Enfin, il convient de souligner que la juridiction administrative s’inscrit de mieux en mieux dans son environnement. Elle participe ainsi pleinement au dialogue des juges qui, outre sa dimension européenne, s’est considérablement renforcé avec l’institution en France de la question prioritaire de constitutionnalité. Certaines réformes ont également eu un impact pratique très important en promouvant les échanges avec les parties, comme l’information donnée avant l’audience sur le sens des conclusions du rapporteur public ou l’inversion de l’ordre des prises de parole à l’audience, le rapporteur public s’exprimant avant les parties devant les juridictions du fond et les parties pouvant reprendre la parole après ses conclusions devant le Conseil d’État. Cette réforme s’est inscrite dans une stratégie délibérée de développement de l’oralité, dans les procédures d’urgence comme dans les affaires jugées au fond, ce qui est un facteur de meilleure compréhension par le juge et les parties des enjeux, conclusions et moyens développés au cours du procès et, par conséquent, une source de qualité accrue et, parfois même, de catharsis pour les parties.

Cette dimension juridique se double d’une dimension sociale. La juridiction administrative s’inscrit dans des lieux renouvelés, comme en témoignent des réussites immobilières récentes, et elle a engagé un vaste plan en faveur de l’accessibilité de ses bâtiments à toute personne. Elle est également attentive aux développements des technologies de l’information et à ce que celles-ci sont susceptibles d’apporter. C’est le cas avec les téléprocédures entre juridictions et parties, qui seront généralisées dans le courant de 2013, mais également avec le travail dématérialisé au sein des juridictions, qui doit se développer sur une base volontaire. En outre, l’adoption d’une charte de déontologie et la création d’un collège de déontologie dont les avis et recommandations sont rendus publics ne peut que renforcer la confiance du public dans l’indépendance et l’impartialité des juges et la prévention des conflits d’intérêts dans l’institution.

◆ DONNÉES ENREGISTRÉES:
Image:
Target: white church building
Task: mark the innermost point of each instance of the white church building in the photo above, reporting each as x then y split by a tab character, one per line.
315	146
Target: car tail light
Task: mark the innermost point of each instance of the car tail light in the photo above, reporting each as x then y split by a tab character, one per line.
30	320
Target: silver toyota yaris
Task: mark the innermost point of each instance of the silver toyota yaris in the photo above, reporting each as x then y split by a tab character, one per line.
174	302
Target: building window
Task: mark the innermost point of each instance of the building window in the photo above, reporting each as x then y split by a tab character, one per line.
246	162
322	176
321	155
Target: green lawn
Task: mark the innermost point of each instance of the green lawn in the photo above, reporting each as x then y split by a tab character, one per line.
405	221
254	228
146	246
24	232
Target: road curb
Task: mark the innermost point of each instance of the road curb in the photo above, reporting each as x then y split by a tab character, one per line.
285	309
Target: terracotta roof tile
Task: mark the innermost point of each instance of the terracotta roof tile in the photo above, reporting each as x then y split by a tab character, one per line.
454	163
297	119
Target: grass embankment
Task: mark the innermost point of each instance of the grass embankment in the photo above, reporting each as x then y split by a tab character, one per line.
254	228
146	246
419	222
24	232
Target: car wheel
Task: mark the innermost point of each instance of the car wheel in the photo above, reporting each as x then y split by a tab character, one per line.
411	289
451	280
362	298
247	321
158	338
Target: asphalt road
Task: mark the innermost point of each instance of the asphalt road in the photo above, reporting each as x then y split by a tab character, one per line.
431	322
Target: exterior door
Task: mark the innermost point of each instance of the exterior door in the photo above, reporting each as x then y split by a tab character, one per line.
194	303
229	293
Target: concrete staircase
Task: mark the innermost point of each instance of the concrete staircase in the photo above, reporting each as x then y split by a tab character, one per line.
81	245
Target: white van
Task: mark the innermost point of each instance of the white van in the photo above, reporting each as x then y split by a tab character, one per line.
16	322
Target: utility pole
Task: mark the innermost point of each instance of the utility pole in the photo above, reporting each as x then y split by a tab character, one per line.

◆ À FAIRE: Pouvez-vous poursuivre l'extrait sur la juridiction administrative à partir de sa dernière phrase ? La liste est un matériau distinct de l'extrait.

◆ RÉPONSE:
Enfin, ce sera ma dernière remarque, la question de la rédaction de nos décisions apparaît primordiale. Revenu en France en 1979, le Huron s’exclamait : « Je crains, je vous l’avoue, que la générosité [de votre Conseil] le conduise à prêter aux autres, aux destinataires de ses sentences, la subtilité qui lui appartient en propre. Vous l’avouerai-je ? », continuait le Huron, « il m’arrive, en dépit de ma relative familiarité avec son langage que je crois avoir acquise au prix de longues veilles, de demeurer encore perplexe sur l’exacte signification qu’il convient de donner aux mots choisis par lui »[51]. Le style de nos décisions est notre langage : il constitue notre principal vecteur de communication et de dialogue avec nos concitoyens, les justiciables, la communauté juridique et la société en son entier. Nos décisions sont aujourd’hui assurément moins absconses et laconiques qu’elles n’ont parfois pu l’être[52]. Elles sont plus longues, plus motivées et plus explicites. Les décisions de principe prennent même parfois l’allure, non bien entendu d’arrêts de règlement, mais d’exposés pédagogiques et didactiques, voire de petits traités doctrinaux. Cependant, il n’en demeure pas moins que, ainsi que le propose le rapport du groupe de travail présidé par Philippe Martin, certaines évolutions pourraient améliorer encore la lisibilité, l’intelligibilité, la clarté de ces décisions. Bref, l’efficacité de la juridiction administrative peut aussi encore progresser sous cet aspect.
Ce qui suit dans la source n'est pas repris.